==== RECORDS SHOWN ====

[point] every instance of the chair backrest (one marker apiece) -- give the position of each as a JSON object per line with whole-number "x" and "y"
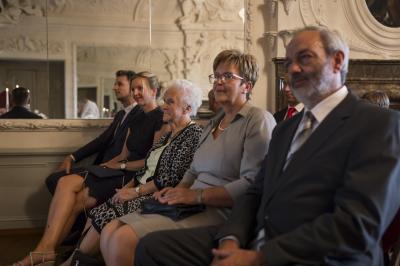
{"x": 392, "y": 234}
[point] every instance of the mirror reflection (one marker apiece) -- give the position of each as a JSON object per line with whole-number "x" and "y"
{"x": 67, "y": 52}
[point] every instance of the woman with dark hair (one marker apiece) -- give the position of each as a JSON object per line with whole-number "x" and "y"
{"x": 77, "y": 192}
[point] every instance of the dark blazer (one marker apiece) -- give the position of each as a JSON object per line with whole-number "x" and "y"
{"x": 280, "y": 115}
{"x": 337, "y": 195}
{"x": 110, "y": 143}
{"x": 20, "y": 112}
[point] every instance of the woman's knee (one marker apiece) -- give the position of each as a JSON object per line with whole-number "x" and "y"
{"x": 109, "y": 230}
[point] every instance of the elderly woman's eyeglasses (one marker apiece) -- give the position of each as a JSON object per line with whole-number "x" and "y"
{"x": 223, "y": 77}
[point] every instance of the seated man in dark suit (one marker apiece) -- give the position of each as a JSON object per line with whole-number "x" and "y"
{"x": 329, "y": 185}
{"x": 108, "y": 145}
{"x": 20, "y": 100}
{"x": 293, "y": 106}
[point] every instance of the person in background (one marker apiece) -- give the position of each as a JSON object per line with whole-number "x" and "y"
{"x": 212, "y": 104}
{"x": 230, "y": 154}
{"x": 106, "y": 146}
{"x": 20, "y": 100}
{"x": 328, "y": 188}
{"x": 88, "y": 109}
{"x": 378, "y": 98}
{"x": 166, "y": 163}
{"x": 293, "y": 107}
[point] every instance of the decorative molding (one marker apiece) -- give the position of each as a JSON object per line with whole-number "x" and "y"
{"x": 28, "y": 44}
{"x": 248, "y": 24}
{"x": 204, "y": 11}
{"x": 367, "y": 34}
{"x": 273, "y": 7}
{"x": 11, "y": 12}
{"x": 286, "y": 36}
{"x": 52, "y": 124}
{"x": 312, "y": 12}
{"x": 272, "y": 39}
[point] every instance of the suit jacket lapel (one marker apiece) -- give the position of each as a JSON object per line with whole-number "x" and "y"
{"x": 329, "y": 126}
{"x": 286, "y": 136}
{"x": 120, "y": 128}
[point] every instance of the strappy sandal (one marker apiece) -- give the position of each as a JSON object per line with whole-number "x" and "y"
{"x": 43, "y": 255}
{"x": 42, "y": 258}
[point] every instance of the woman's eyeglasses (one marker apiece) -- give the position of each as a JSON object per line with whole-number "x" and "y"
{"x": 223, "y": 77}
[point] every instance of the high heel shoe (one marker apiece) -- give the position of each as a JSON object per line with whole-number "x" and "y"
{"x": 44, "y": 257}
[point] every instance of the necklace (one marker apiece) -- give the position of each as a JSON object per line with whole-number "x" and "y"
{"x": 173, "y": 135}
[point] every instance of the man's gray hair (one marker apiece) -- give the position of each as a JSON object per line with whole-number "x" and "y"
{"x": 332, "y": 42}
{"x": 191, "y": 94}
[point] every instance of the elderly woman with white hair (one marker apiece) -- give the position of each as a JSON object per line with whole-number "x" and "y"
{"x": 165, "y": 165}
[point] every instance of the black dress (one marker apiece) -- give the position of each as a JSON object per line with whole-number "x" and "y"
{"x": 139, "y": 142}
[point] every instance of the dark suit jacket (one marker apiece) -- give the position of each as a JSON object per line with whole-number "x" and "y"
{"x": 20, "y": 112}
{"x": 337, "y": 195}
{"x": 280, "y": 115}
{"x": 110, "y": 143}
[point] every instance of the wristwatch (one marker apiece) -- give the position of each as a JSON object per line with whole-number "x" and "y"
{"x": 137, "y": 190}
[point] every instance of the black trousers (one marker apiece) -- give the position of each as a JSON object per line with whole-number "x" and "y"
{"x": 177, "y": 247}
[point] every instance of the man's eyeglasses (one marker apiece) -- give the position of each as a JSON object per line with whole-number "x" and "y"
{"x": 223, "y": 77}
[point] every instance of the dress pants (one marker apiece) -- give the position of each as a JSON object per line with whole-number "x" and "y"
{"x": 190, "y": 246}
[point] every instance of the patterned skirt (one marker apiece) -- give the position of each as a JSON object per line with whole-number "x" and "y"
{"x": 108, "y": 211}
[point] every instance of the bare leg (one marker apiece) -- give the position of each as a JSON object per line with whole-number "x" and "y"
{"x": 62, "y": 206}
{"x": 90, "y": 244}
{"x": 106, "y": 234}
{"x": 83, "y": 201}
{"x": 121, "y": 246}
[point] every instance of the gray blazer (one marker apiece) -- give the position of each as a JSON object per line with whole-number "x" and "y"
{"x": 337, "y": 195}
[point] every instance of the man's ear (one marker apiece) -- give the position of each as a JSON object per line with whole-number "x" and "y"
{"x": 338, "y": 60}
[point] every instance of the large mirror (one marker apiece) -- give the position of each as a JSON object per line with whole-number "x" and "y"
{"x": 67, "y": 52}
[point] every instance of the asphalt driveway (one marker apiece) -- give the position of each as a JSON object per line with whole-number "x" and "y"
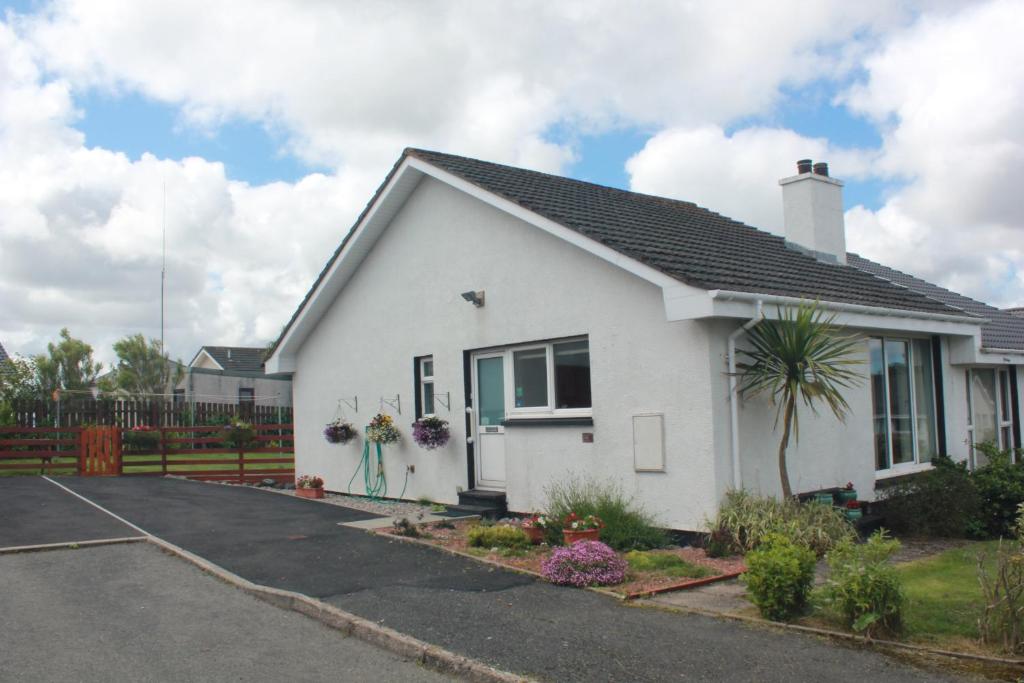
{"x": 506, "y": 620}
{"x": 131, "y": 612}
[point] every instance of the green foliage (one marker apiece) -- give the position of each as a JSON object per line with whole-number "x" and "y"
{"x": 627, "y": 524}
{"x": 799, "y": 357}
{"x": 667, "y": 563}
{"x": 17, "y": 382}
{"x": 744, "y": 521}
{"x": 864, "y": 588}
{"x": 143, "y": 368}
{"x": 67, "y": 366}
{"x": 779, "y": 574}
{"x": 239, "y": 434}
{"x": 942, "y": 502}
{"x": 499, "y": 536}
{"x": 1000, "y": 485}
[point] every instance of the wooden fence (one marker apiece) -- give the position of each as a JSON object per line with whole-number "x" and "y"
{"x": 132, "y": 413}
{"x": 196, "y": 453}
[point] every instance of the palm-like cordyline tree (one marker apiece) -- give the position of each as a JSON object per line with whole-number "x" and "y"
{"x": 799, "y": 356}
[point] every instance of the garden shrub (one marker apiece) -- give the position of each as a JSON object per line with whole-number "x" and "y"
{"x": 744, "y": 521}
{"x": 779, "y": 574}
{"x": 942, "y": 502}
{"x": 584, "y": 563}
{"x": 1000, "y": 487}
{"x": 627, "y": 524}
{"x": 863, "y": 587}
{"x": 500, "y": 536}
{"x": 1001, "y": 621}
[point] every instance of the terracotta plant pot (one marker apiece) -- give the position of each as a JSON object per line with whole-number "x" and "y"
{"x": 535, "y": 534}
{"x": 585, "y": 535}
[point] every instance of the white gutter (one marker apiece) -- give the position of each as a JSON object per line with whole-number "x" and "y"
{"x": 733, "y": 410}
{"x": 726, "y": 295}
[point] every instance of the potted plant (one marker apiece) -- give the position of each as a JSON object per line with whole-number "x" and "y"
{"x": 309, "y": 485}
{"x": 239, "y": 434}
{"x": 339, "y": 431}
{"x": 430, "y": 432}
{"x": 382, "y": 430}
{"x": 847, "y": 494}
{"x": 577, "y": 528}
{"x": 140, "y": 438}
{"x": 536, "y": 527}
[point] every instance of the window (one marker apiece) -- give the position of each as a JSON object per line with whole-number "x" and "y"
{"x": 551, "y": 378}
{"x": 426, "y": 387}
{"x": 989, "y": 410}
{"x": 903, "y": 399}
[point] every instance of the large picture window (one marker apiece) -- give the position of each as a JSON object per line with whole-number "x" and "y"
{"x": 903, "y": 399}
{"x": 551, "y": 378}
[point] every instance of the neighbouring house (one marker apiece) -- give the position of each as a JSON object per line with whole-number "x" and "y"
{"x": 232, "y": 375}
{"x": 567, "y": 329}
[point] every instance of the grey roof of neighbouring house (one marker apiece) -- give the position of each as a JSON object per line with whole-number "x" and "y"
{"x": 682, "y": 240}
{"x": 238, "y": 358}
{"x": 1004, "y": 329}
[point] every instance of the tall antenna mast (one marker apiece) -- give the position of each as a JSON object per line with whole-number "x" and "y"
{"x": 163, "y": 265}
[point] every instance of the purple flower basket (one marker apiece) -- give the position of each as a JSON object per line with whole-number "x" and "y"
{"x": 430, "y": 432}
{"x": 585, "y": 563}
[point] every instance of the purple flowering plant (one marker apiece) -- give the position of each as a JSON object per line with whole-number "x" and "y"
{"x": 339, "y": 431}
{"x": 430, "y": 432}
{"x": 584, "y": 563}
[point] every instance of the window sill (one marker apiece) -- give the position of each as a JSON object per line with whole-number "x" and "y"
{"x": 888, "y": 477}
{"x": 549, "y": 422}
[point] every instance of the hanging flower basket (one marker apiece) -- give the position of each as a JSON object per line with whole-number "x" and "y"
{"x": 339, "y": 431}
{"x": 430, "y": 432}
{"x": 382, "y": 430}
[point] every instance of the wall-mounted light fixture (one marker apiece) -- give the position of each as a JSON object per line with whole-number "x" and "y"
{"x": 475, "y": 298}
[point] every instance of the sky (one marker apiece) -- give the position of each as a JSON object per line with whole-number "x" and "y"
{"x": 255, "y": 132}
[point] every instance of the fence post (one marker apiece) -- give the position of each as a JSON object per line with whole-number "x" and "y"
{"x": 163, "y": 451}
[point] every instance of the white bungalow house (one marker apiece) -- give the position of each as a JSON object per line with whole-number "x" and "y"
{"x": 566, "y": 329}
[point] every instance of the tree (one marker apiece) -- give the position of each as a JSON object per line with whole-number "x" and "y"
{"x": 68, "y": 366}
{"x": 144, "y": 368}
{"x": 17, "y": 381}
{"x": 799, "y": 357}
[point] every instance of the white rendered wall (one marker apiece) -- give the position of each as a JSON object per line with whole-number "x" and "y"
{"x": 404, "y": 302}
{"x": 828, "y": 453}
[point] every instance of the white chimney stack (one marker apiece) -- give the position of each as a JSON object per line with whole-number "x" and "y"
{"x": 812, "y": 210}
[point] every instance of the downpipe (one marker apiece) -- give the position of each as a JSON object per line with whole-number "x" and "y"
{"x": 737, "y": 481}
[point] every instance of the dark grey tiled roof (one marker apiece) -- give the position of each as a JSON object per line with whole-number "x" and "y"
{"x": 1004, "y": 330}
{"x": 241, "y": 358}
{"x": 686, "y": 242}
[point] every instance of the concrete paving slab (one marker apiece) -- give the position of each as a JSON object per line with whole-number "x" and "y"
{"x": 134, "y": 613}
{"x": 33, "y": 511}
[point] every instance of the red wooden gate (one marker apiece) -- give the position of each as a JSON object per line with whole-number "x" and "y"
{"x": 100, "y": 452}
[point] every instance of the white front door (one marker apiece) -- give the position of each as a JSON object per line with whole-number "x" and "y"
{"x": 488, "y": 398}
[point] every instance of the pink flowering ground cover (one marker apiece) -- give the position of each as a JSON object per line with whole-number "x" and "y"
{"x": 635, "y": 581}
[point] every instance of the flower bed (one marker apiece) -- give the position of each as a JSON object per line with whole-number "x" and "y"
{"x": 643, "y": 577}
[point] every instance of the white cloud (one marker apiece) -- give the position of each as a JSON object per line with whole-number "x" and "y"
{"x": 350, "y": 84}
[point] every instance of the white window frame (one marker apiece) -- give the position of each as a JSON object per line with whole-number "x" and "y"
{"x": 548, "y": 411}
{"x": 1001, "y": 374}
{"x": 424, "y": 381}
{"x": 915, "y": 465}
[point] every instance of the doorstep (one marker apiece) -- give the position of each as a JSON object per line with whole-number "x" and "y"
{"x": 387, "y": 522}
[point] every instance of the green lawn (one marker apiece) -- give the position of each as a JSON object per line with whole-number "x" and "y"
{"x": 943, "y": 595}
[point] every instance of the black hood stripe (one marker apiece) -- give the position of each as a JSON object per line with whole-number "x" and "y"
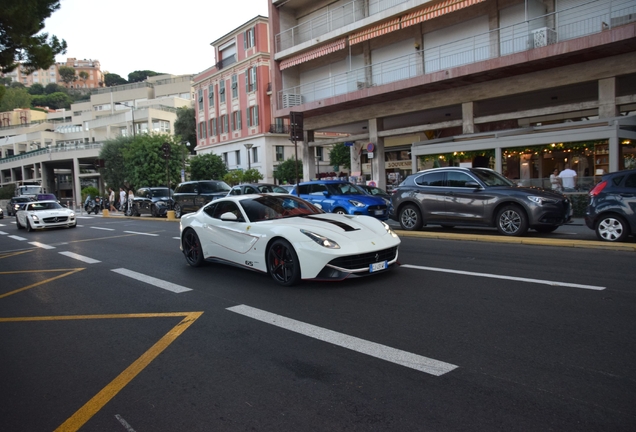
{"x": 339, "y": 224}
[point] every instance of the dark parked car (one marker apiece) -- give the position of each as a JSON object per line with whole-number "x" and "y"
{"x": 245, "y": 189}
{"x": 476, "y": 197}
{"x": 155, "y": 201}
{"x": 15, "y": 204}
{"x": 612, "y": 209}
{"x": 191, "y": 196}
{"x": 337, "y": 196}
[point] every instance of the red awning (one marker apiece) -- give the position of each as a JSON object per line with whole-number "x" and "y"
{"x": 315, "y": 53}
{"x": 375, "y": 31}
{"x": 434, "y": 11}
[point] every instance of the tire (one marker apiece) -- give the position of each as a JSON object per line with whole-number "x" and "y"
{"x": 410, "y": 218}
{"x": 612, "y": 228}
{"x": 512, "y": 221}
{"x": 546, "y": 229}
{"x": 192, "y": 248}
{"x": 282, "y": 263}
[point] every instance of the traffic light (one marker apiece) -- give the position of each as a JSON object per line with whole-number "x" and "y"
{"x": 166, "y": 150}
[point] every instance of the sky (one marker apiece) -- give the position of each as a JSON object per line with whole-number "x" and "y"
{"x": 162, "y": 36}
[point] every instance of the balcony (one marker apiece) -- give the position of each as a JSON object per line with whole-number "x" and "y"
{"x": 583, "y": 20}
{"x": 331, "y": 20}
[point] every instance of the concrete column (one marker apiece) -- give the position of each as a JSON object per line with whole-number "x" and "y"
{"x": 607, "y": 98}
{"x": 377, "y": 163}
{"x": 468, "y": 118}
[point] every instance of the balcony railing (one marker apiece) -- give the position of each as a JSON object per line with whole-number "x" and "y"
{"x": 583, "y": 20}
{"x": 333, "y": 19}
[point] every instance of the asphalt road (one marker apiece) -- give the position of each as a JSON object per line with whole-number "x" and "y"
{"x": 105, "y": 327}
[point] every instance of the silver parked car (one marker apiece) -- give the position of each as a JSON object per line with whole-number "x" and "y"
{"x": 453, "y": 196}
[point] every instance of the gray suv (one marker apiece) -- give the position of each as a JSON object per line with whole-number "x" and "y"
{"x": 191, "y": 196}
{"x": 454, "y": 196}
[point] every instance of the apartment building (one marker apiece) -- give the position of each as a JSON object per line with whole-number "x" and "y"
{"x": 94, "y": 79}
{"x": 60, "y": 150}
{"x": 522, "y": 86}
{"x": 233, "y": 103}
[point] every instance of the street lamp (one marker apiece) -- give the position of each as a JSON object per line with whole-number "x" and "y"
{"x": 248, "y": 147}
{"x": 132, "y": 113}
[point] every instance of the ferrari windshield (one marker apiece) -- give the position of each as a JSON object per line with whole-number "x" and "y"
{"x": 51, "y": 205}
{"x": 277, "y": 207}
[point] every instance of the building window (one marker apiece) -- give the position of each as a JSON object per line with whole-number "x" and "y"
{"x": 234, "y": 87}
{"x": 252, "y": 116}
{"x": 250, "y": 79}
{"x": 213, "y": 131}
{"x": 249, "y": 38}
{"x": 222, "y": 91}
{"x": 236, "y": 120}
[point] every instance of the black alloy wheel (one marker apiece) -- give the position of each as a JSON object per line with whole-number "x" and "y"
{"x": 192, "y": 248}
{"x": 282, "y": 263}
{"x": 410, "y": 218}
{"x": 512, "y": 221}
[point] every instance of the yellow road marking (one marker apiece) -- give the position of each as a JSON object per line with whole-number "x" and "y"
{"x": 98, "y": 401}
{"x": 68, "y": 273}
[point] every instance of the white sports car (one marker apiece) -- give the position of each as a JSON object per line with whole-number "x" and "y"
{"x": 44, "y": 214}
{"x": 287, "y": 237}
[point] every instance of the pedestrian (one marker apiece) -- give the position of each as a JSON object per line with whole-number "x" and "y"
{"x": 555, "y": 181}
{"x": 122, "y": 199}
{"x": 568, "y": 178}
{"x": 111, "y": 199}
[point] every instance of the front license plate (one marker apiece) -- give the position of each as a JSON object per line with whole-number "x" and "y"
{"x": 378, "y": 266}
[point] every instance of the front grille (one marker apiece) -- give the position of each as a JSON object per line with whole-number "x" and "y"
{"x": 55, "y": 219}
{"x": 364, "y": 260}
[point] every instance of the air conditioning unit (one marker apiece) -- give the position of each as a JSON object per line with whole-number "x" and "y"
{"x": 543, "y": 36}
{"x": 614, "y": 22}
{"x": 290, "y": 100}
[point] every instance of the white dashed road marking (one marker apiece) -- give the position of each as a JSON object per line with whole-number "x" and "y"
{"x": 494, "y": 276}
{"x": 42, "y": 245}
{"x": 152, "y": 281}
{"x": 80, "y": 257}
{"x": 383, "y": 352}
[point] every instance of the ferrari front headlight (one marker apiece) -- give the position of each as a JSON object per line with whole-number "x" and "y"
{"x": 321, "y": 240}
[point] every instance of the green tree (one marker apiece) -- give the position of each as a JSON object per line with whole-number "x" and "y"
{"x": 67, "y": 74}
{"x": 286, "y": 172}
{"x": 114, "y": 171}
{"x": 111, "y": 80}
{"x": 207, "y": 167}
{"x": 20, "y": 23}
{"x": 340, "y": 155}
{"x": 36, "y": 89}
{"x": 15, "y": 98}
{"x": 185, "y": 126}
{"x": 145, "y": 164}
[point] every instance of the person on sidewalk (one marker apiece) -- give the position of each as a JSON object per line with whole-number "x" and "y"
{"x": 568, "y": 178}
{"x": 111, "y": 199}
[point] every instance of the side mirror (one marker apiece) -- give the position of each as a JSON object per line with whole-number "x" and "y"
{"x": 229, "y": 216}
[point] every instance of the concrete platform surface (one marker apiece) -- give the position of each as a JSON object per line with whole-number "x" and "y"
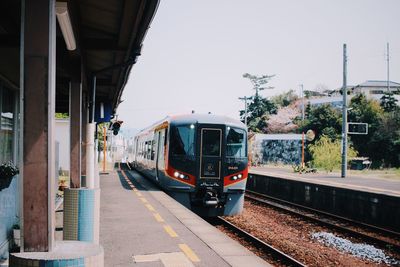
{"x": 359, "y": 182}
{"x": 142, "y": 226}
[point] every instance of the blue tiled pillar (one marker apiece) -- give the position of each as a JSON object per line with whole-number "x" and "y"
{"x": 81, "y": 214}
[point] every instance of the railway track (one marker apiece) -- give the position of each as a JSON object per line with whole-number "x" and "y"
{"x": 274, "y": 253}
{"x": 350, "y": 227}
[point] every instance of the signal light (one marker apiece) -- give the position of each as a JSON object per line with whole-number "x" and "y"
{"x": 116, "y": 126}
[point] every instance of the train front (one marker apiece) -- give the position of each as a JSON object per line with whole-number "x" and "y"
{"x": 212, "y": 158}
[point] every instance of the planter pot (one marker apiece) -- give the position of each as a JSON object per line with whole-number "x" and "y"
{"x": 5, "y": 182}
{"x": 17, "y": 237}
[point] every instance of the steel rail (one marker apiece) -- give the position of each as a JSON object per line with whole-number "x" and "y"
{"x": 258, "y": 243}
{"x": 324, "y": 222}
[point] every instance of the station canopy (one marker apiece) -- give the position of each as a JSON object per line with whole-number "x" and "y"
{"x": 107, "y": 33}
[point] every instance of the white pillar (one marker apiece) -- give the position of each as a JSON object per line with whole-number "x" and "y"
{"x": 90, "y": 155}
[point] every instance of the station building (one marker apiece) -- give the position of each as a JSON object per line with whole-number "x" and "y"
{"x": 70, "y": 57}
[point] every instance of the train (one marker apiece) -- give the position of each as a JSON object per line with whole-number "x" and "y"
{"x": 199, "y": 159}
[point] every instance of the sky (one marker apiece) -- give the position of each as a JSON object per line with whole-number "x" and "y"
{"x": 196, "y": 52}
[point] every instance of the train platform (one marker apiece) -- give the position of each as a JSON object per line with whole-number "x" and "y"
{"x": 367, "y": 182}
{"x": 142, "y": 226}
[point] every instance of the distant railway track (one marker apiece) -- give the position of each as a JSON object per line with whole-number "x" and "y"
{"x": 272, "y": 252}
{"x": 344, "y": 225}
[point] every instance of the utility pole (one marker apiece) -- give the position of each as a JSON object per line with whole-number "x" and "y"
{"x": 302, "y": 120}
{"x": 302, "y": 102}
{"x": 344, "y": 116}
{"x": 388, "y": 58}
{"x": 245, "y": 107}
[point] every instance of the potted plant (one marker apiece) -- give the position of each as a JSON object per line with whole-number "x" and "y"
{"x": 62, "y": 184}
{"x": 7, "y": 171}
{"x": 17, "y": 235}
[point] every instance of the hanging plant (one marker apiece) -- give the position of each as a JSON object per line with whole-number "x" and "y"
{"x": 7, "y": 171}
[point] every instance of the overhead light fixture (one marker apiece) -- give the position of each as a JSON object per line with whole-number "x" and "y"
{"x": 65, "y": 24}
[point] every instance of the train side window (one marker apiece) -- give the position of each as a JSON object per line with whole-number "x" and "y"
{"x": 149, "y": 145}
{"x": 153, "y": 148}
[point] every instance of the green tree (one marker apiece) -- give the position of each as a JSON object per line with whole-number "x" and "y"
{"x": 323, "y": 119}
{"x": 257, "y": 113}
{"x": 259, "y": 107}
{"x": 388, "y": 102}
{"x": 258, "y": 82}
{"x": 285, "y": 99}
{"x": 326, "y": 153}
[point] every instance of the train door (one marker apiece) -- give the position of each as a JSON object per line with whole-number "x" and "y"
{"x": 160, "y": 153}
{"x": 210, "y": 153}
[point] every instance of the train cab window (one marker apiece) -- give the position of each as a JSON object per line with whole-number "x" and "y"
{"x": 149, "y": 146}
{"x": 236, "y": 143}
{"x": 211, "y": 142}
{"x": 182, "y": 140}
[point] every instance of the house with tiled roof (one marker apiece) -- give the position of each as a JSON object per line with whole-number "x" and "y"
{"x": 376, "y": 89}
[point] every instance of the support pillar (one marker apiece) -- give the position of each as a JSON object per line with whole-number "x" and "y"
{"x": 75, "y": 130}
{"x": 85, "y": 121}
{"x": 38, "y": 98}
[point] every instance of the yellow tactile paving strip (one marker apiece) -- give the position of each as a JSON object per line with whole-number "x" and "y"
{"x": 165, "y": 258}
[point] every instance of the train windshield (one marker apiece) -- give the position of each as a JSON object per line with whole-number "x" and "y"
{"x": 182, "y": 140}
{"x": 236, "y": 143}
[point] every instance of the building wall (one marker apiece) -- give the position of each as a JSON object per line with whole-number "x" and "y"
{"x": 62, "y": 137}
{"x": 9, "y": 214}
{"x": 9, "y": 197}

====

▶ [TASK REQUIREMENTS]
Set down exactly what runs from the line with "[point] every instance of the yellow tactile" to the last line of the data above, including both of those lines and no others.

▶ [SOLUTION TO THE PROBLEM]
[point] every instance of the yellow tactile paving strip (one marker apiece) -- give the position of each as a JSON object per line with whole-number "x" and "y"
{"x": 165, "y": 258}
[point] every instance of the train windshield (one marker apiece) -- give the position of each as a JSON object per line with whole-number "x" and "y"
{"x": 182, "y": 140}
{"x": 236, "y": 143}
[point] every instance of the building wall (one marker apiece) -- give the position of each as a JSON object per line with whole-number "x" and "y"
{"x": 62, "y": 137}
{"x": 9, "y": 214}
{"x": 9, "y": 197}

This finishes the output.